HOW TO COMPLETE THIS TASK: Each line below that holds the word "stopper" counts toward the answer; reply with the total number only.

Referring expression grounding data:
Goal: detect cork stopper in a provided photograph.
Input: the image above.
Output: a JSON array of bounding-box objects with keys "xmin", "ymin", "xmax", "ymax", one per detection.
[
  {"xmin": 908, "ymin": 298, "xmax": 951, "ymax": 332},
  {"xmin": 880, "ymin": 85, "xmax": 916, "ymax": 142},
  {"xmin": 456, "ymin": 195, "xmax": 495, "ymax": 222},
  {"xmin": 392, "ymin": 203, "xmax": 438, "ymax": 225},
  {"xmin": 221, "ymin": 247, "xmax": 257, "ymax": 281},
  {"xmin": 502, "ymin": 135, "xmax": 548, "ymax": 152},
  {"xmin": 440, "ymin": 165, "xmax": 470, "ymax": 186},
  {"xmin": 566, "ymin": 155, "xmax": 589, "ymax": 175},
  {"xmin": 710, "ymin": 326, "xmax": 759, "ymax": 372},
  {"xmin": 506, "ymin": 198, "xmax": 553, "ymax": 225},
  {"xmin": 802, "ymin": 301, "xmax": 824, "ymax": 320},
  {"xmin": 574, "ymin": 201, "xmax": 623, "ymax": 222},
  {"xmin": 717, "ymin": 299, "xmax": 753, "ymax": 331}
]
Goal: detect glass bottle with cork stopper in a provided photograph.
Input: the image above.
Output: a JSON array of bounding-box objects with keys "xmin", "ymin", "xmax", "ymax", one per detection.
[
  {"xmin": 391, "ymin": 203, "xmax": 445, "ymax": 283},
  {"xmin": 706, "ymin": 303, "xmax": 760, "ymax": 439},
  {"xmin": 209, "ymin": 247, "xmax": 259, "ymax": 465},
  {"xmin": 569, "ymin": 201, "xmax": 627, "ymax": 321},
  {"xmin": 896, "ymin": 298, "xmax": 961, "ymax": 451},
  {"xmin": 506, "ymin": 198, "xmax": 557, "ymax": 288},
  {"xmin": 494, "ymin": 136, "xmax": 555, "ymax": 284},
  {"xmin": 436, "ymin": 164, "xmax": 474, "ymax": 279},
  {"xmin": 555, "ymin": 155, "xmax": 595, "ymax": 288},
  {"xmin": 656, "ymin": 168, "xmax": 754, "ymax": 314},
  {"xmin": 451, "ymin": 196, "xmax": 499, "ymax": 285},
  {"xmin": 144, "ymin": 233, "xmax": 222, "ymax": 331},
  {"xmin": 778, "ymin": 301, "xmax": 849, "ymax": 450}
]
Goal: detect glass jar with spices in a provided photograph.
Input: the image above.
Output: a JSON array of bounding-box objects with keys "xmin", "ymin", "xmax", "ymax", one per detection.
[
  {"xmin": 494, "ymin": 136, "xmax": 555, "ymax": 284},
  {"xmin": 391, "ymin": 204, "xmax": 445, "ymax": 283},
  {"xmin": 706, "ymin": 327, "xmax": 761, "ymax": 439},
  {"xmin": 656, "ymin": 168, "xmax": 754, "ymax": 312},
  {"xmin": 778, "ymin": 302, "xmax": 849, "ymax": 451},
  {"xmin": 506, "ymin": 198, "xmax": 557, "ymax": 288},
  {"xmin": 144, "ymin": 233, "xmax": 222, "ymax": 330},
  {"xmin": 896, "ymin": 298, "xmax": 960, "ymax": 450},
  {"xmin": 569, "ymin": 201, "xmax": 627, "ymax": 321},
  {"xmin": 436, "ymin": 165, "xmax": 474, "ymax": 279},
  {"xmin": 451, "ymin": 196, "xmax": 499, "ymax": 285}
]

RESULT OF THE EXERCISE: 2